───── Записи

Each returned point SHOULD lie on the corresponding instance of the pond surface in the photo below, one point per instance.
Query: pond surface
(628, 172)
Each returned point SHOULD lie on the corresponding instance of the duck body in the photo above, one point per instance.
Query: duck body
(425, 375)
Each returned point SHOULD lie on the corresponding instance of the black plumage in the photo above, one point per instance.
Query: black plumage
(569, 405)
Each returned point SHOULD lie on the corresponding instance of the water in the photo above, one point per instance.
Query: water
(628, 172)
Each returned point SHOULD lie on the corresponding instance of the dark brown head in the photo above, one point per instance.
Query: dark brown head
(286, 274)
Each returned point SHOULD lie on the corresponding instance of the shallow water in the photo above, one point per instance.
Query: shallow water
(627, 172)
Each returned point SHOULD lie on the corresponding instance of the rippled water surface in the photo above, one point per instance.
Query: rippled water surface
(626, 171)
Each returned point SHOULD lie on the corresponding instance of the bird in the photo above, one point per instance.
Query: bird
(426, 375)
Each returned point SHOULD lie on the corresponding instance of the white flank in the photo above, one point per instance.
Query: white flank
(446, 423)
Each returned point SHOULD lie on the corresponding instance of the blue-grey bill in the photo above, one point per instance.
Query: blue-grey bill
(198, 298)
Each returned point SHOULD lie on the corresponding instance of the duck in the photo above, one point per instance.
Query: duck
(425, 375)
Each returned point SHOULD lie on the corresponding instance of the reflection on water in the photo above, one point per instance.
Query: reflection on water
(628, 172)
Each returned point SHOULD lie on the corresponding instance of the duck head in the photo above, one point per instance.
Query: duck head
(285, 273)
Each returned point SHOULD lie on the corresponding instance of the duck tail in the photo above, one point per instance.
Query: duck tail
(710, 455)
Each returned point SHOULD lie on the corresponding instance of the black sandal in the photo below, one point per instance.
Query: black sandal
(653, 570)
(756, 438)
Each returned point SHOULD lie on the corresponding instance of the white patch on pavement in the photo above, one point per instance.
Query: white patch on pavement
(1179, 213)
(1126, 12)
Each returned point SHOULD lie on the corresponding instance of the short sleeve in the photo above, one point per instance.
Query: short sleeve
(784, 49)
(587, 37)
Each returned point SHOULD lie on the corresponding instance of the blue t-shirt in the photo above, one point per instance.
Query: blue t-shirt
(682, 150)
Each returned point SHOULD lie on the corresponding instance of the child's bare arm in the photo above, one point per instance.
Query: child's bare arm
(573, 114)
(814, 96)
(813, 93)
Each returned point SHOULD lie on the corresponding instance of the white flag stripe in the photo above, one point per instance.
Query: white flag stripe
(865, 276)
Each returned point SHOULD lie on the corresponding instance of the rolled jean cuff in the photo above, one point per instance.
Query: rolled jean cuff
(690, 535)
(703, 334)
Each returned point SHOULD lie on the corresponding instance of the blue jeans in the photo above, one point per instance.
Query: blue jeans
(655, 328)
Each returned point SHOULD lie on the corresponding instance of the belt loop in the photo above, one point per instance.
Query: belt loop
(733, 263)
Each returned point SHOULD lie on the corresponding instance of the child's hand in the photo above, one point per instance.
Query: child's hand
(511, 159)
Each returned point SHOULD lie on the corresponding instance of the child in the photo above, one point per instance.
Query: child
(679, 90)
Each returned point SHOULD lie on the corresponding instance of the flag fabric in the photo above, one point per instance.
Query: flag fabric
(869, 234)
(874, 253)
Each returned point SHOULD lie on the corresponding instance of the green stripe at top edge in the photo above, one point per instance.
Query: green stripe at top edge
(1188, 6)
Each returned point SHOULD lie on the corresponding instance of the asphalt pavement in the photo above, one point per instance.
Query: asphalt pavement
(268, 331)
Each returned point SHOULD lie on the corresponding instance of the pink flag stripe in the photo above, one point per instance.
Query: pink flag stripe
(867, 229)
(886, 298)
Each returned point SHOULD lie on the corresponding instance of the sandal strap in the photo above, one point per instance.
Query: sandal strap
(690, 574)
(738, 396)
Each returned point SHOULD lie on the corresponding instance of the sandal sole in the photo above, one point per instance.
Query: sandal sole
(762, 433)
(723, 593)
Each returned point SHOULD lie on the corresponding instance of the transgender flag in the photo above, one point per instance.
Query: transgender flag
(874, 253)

──────────
───── Записи

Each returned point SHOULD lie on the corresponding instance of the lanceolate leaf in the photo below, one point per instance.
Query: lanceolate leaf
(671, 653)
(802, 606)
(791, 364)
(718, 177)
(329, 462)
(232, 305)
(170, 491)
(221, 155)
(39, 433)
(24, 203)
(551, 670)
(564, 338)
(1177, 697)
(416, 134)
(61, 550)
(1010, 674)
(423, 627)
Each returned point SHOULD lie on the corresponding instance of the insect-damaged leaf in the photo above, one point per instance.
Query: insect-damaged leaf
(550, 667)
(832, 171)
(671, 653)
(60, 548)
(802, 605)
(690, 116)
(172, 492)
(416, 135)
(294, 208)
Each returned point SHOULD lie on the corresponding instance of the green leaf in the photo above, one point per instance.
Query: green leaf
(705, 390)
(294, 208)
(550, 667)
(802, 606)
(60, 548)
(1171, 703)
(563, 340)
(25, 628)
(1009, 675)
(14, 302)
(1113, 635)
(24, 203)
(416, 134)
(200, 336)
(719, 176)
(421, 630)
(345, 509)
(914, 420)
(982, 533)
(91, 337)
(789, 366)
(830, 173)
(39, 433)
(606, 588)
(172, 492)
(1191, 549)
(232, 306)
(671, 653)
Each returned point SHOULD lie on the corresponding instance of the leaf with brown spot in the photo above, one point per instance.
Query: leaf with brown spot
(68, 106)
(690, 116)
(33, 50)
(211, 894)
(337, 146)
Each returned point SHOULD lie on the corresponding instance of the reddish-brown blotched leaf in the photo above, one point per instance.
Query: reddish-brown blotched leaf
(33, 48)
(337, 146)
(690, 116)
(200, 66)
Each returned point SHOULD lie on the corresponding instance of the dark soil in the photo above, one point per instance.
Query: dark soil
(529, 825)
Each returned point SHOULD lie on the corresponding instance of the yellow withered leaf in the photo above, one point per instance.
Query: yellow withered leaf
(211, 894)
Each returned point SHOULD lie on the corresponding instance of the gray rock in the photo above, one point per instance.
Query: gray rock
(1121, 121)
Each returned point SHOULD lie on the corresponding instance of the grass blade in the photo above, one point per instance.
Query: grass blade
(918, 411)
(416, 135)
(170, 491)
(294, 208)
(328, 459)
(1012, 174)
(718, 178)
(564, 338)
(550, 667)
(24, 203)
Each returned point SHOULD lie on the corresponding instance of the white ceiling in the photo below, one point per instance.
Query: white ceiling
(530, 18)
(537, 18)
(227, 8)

──────────

→ Цель задания:
Верните все строки записей, где встречается слово «short». Регистр букв учитывается.

→ Ответ к заданию:
Each returned point SHOULD lie on the corresponding instance of the short sleeve in the photo above, one point per instance.
Query: short sleeve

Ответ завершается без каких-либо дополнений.